## Start

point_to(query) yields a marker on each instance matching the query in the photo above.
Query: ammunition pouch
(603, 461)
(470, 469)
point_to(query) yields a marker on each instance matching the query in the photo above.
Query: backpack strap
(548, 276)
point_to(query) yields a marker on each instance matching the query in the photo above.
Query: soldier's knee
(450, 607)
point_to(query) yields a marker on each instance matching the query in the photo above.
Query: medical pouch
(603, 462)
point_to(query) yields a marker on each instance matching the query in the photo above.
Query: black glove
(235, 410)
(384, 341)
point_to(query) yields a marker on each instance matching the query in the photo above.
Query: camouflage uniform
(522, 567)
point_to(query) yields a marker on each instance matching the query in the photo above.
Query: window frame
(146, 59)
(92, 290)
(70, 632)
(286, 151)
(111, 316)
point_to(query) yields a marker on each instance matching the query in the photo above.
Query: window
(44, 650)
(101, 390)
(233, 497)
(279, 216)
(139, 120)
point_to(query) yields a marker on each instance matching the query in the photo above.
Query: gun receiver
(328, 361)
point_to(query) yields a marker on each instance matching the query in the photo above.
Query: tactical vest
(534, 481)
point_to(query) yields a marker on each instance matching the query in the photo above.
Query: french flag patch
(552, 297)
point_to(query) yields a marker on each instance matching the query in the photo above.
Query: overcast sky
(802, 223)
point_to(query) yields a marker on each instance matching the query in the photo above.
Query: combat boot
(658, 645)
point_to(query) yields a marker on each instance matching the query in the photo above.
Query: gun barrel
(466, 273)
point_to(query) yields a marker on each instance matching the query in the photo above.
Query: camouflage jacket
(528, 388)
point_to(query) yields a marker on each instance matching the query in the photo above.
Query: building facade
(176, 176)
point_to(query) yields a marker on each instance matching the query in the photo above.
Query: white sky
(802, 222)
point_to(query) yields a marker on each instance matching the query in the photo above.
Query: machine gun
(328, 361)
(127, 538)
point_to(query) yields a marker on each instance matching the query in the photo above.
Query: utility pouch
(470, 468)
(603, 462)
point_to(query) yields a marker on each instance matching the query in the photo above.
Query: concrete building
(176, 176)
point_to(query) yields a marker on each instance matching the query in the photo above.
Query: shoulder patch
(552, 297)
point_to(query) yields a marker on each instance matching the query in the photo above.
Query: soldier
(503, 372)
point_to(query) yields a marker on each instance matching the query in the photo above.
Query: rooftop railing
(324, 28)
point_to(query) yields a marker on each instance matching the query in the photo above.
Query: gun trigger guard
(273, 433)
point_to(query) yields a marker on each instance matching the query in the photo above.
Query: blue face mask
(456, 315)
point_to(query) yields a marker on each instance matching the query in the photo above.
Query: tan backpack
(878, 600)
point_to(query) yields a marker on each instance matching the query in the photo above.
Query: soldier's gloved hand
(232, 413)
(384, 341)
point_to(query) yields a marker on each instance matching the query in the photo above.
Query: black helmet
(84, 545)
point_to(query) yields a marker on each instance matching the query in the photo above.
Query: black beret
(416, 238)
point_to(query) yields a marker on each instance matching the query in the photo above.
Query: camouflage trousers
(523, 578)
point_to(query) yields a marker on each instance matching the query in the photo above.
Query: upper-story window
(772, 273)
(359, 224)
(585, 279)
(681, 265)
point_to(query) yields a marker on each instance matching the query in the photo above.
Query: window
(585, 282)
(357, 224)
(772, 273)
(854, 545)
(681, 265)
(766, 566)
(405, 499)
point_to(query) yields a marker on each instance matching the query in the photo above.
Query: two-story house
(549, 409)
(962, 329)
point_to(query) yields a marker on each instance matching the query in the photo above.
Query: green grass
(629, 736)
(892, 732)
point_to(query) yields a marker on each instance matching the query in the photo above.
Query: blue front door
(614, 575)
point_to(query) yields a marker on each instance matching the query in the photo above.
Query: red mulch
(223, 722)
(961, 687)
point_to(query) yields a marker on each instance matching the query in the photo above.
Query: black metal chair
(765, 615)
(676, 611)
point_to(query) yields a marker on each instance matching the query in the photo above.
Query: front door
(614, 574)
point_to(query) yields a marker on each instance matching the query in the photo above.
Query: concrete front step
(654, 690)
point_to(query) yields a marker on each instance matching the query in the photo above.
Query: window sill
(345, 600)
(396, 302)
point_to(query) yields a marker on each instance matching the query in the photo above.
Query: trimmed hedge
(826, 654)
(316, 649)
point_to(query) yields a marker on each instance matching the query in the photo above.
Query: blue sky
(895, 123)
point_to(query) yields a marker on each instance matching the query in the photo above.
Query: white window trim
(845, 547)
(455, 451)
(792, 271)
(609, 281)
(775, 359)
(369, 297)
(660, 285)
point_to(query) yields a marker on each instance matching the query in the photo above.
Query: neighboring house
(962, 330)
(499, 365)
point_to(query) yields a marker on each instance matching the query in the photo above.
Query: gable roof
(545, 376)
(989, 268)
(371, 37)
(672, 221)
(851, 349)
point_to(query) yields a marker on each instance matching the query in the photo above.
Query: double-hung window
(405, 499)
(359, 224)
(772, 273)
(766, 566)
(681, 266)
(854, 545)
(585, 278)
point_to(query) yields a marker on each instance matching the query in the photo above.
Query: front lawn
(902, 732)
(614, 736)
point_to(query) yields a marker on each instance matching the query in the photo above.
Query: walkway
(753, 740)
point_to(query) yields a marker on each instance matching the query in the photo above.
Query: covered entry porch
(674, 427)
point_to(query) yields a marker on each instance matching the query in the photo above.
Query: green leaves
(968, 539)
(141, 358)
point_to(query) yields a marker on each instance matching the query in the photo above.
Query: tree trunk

## End

● Exercise aim: Repeat every record exactly as written, please.

● Result of this task:
point_to(query) yields a marker on each instance matching the query in the photo above.
Query: ammunition pouch
(603, 461)
(470, 469)
point_to(query) yields a marker on each instance matching the query in the photo above.
Query: backpack strap
(548, 276)
point_to(query) yields a marker on each instance matching the query in the photo above.
Query: soldier's knee
(450, 607)
point_to(query) yields a marker on each instance matching the query in the photo above.
Query: medical pouch
(603, 462)
point_to(query) yields a marker on each instance matching the query in the photo above.
Query: black glove
(235, 410)
(384, 341)
point_to(query) yields a marker on each instance matching the query in the photo above.
Query: camouflage uniform
(522, 567)
point_to(query) yields a marker on each instance matching the query in the photo above.
Query: window frame
(146, 59)
(92, 290)
(70, 632)
(286, 151)
(111, 316)
point_to(query) yields a marker on each instance matching the query in the photo above.
Query: window
(44, 650)
(101, 390)
(233, 497)
(279, 216)
(139, 120)
point_to(query) yields a marker on each instance matching the query in the photo above.
Query: gun receiver
(328, 361)
point_to(query) yields a marker on each instance matching the query in the photo above.
Query: tactical vest
(534, 481)
point_to(query) yields a marker on each instance matching the query in the photo above.
Query: french flag patch
(552, 297)
point_to(query) yields a marker on each instance matching the query in the photo above.
Query: overcast sky
(802, 223)
point_to(query) yields a marker on each instance matching the query in the photo above.
Query: combat boot
(658, 645)
point_to(query) yields a marker on each instance matching the query in the photo above.
Query: gun barrel
(466, 273)
point_to(query) yields a marker on each instance matching the query in the photo above.
Query: camouflage jacket
(528, 388)
point_to(query) yields a marker on each instance matching the query in the photo above.
Query: building facade
(176, 176)
point_to(query) yields a marker on each instance matching the query in the photo above.
Query: white sky
(802, 222)
point_to(query) yields a marker on each instance matching the query in the photo above.
Query: machine gun
(328, 361)
(127, 538)
point_to(query) yields a marker on each instance matching the query in the photo above.
Query: utility pouch
(470, 468)
(603, 462)
point_to(query) yields a marker on each instance matching the query in the photo above.
Query: concrete building
(176, 176)
point_to(query) yields a marker on each instance matching the query in the photo above.
Query: shoulder patch
(552, 297)
point_to(query) yields a marker on each instance matching the query in the photo above.
Query: soldier
(503, 372)
point_to(query) yields a marker on each instance matching the query in the photo above.
Query: rooftop railing
(324, 28)
point_to(query) yields a marker on each instance matching the query in the photo above.
Query: gun trigger guard
(273, 433)
point_to(query) yields a marker on each instance matching the query in the photo above.
Query: blue face mask
(456, 315)
point_to(query) yields a marker on each instance matching the query in the photo above.
Query: tan backpack
(878, 600)
point_to(query) yields a marker on each instance matching the query in the photo above.
Query: soldier's gloved hand
(232, 413)
(384, 341)
point_to(query) yields a marker on each instance matching the query in the photo above.
Query: black helmet
(84, 545)
point_to(query) yields a marker on each instance matching the query in the photo above.
Query: black beret
(416, 238)
point_to(query) yields a marker on each instance matching the query in the photo above.
Query: camouflage trousers
(523, 578)
point_to(query) yields a marker on each instance matching the query in the photo above.
Query: upper-story window
(772, 273)
(359, 224)
(585, 279)
(681, 265)
point_to(query) yields a marker on each instance matching the query in the photo above.
Query: window
(585, 282)
(357, 224)
(772, 273)
(854, 545)
(681, 265)
(766, 566)
(405, 499)
point_to(query) yields a marker on each instance matching the query in the photo above.
Query: two-story house
(549, 409)
(962, 329)
point_to(query) yields a marker on each instance matching the query in the photo above.
Query: green grass
(629, 736)
(892, 732)
point_to(query) yields a marker on each instance matching the query in the photo above.
Query: blue front door
(614, 575)
point_to(query) yields a marker on each instance matching the query in the photo above.
Query: red mulch
(223, 722)
(961, 687)
point_to(query) yields a marker on each instance matching the query in the photo above.
Query: black metal chair
(765, 615)
(676, 611)
point_to(query) yields a marker on each instance matching the query in the photo above.
Query: front door
(614, 574)
point_to(query) yields a marker on each instance matching the query in the photo above.
Query: concrete front step
(654, 690)
point_to(query) yields a marker on each instance matching the query in the photo above.
Query: window sill
(345, 600)
(396, 302)
point_to(query) yields a marker on each instance matching the query in the photo above.
Query: trimmed hedge
(826, 654)
(316, 649)
point_to(query) yields a marker on each instance matching the query in the photo above.
Query: blue sky
(895, 123)
point_to(query) yields a marker on each instance matching the query in the photo above.
Query: white window trim
(845, 547)
(455, 451)
(792, 271)
(609, 281)
(775, 359)
(369, 297)
(660, 285)
point_to(query) yields a marker on each instance matching the query in the photo above.
Query: neighboring house
(962, 330)
(499, 365)
point_to(query) yields a marker on each instance matching the query in the photo above.
Query: gable roof
(545, 376)
(989, 268)
(371, 37)
(672, 221)
(851, 349)
point_to(query) yields a marker on each instance matching the query in the photo above.
Query: double-hung window
(405, 499)
(359, 224)
(772, 273)
(766, 566)
(681, 266)
(854, 545)
(585, 278)
point_to(query) yields a marker on each instance matching the query in the photo above.
Query: front lawn
(902, 732)
(614, 736)
point_to(query) yields a marker on each instance matching the query in the photo above.
Query: walkway
(753, 740)
point_to(query) yields a marker on each instance matching the query in the photo above.
Query: covered entry porch
(674, 427)
point_to(query) yields a marker on each instance matching the query in the photo above.
Query: green leaves
(968, 539)
(141, 358)
point_to(query) yields a marker on each instance matching the query in the photo above.
Query: tree trunk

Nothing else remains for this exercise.